### PAGE EXTRACT
* * *
WELL-KNOWN Malton personality and Gazette & Herald contributor Wilf Wise, who has died at the age of 85, was a modest Second World War hero who kept his bravery almost a secret for more than 40 years.
While in Malton, he ran the family corn merchant business of Headley, Wise and Son for many years after earlier being articled as a solicitor to Pearson and Ward in the town.
A flying officer, Mr Wise helped to guide Allied bombers in to destroy a V2 weapons factory hidden near Stalag Luft 3.
He ended up in Stalag Luft 3 in Sagan, Poland, after the Wellington bomber in Squadron 12 that he was navigating was shot down over the Dutch coast.
Mr Wise, one of two survivors of the crash, regained consciousness to find himself in the blazing wreckage and had to crawl along the struts to escape through a crack in the fuselage.
He had been hand-picked by British Intelligence for undercover work in the event of capture because of his knowledge of German, learned at Malton Grammar School.
* * *
### GIVEN ENTRIES
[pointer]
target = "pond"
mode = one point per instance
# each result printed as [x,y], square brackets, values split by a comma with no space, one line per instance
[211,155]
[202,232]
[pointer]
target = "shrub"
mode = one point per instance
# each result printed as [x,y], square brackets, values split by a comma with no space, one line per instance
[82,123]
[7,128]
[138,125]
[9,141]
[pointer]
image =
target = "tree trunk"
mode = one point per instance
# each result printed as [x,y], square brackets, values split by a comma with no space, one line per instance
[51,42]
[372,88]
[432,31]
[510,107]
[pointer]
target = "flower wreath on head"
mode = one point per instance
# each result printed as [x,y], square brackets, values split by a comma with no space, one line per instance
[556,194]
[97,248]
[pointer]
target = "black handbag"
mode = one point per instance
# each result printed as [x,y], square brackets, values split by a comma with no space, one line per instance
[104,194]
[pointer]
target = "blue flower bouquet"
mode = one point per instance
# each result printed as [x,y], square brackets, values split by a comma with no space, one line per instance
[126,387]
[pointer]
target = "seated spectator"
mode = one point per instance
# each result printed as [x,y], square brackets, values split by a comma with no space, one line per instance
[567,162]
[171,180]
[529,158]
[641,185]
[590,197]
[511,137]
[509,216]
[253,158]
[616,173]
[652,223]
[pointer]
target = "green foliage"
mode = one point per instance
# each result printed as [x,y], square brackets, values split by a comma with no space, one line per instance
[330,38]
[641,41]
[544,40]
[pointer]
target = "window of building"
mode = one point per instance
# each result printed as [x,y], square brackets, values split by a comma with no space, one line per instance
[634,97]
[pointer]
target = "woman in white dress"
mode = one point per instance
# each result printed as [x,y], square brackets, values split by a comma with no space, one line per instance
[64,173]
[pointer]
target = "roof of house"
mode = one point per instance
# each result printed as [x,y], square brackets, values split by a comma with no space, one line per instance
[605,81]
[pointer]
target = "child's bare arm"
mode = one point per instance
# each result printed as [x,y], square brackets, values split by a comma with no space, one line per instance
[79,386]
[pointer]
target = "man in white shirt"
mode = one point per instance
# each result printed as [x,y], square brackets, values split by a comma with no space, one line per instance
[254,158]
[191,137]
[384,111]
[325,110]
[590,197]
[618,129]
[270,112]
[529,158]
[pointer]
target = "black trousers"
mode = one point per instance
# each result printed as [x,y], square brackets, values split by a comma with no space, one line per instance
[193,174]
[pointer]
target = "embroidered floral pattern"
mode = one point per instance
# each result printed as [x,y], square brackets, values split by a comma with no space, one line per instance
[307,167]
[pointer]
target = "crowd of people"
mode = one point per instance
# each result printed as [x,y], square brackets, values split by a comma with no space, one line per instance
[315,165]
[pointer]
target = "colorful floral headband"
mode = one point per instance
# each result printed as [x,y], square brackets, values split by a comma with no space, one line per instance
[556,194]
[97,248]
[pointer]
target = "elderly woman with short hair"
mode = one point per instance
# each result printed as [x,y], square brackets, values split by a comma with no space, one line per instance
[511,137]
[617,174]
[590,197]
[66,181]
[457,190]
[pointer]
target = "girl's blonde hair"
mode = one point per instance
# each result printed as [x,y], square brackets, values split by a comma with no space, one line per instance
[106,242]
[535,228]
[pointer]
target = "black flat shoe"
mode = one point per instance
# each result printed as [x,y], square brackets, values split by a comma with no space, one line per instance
* * *
### WHAT YOU NEED TO DO
(a) Copy the passage of the Wilf Wise obituary from "WELL-KNOWN Malton personality" to "in the fuselage." word for word.
(b) According to the Wilf Wise obituary, where did he learn German?
(c) Decide whether each statement agrees with the Wilf Wise obituary, answering yes or no and quoting the words that settle it.
(i) He was navigating the Wellington bomber that was shot down over the Dutch coast.
(ii) He was the only survivor of the crash.
(iii) He ran the family corn merchant business after being articled as a solicitor.

### ACTIVITY ANSWERS
(a)
WELL-KNOWN Malton personality and Gazette & Herald contributor Wilf Wise, who has died at the age of 85, was a modest Second World War hero who kept his bravery almost a secret for more than 40 years.
While in Malton, he ran the family corn merchant business of Headley, Wise and Son for many years after earlier being articled as a solicitor to Pearson and Ward in the town.
A flying officer, Mr Wise helped to guide Allied bombers in to destroy a V2 weapons factory hidden near Stalag Luft 3.
He ended up in Stalag Luft 3 in Sagan, Poland, after the Wellington bomber in Squadron 12 that he was navigating was shot down over the Dutch coast.
Mr Wise, one of two survivors of the crash, regained consciousness to find himself in the blazing wreckage and had to crawl along the struts to escape through a crack in the fuselage.

(b) At Malton Grammar School.

(c)
(i) Yes: "the Wellington bomber in Squadron 12 that he was navigating was shot down over the Dutch coast."
(ii) No: "one of two survivors of the crash."
(iii) Yes: "he ran the family corn merchant business of Headley, Wise and Son for many years after earlier being articled as a solicitor to Pearson and Ward in the town."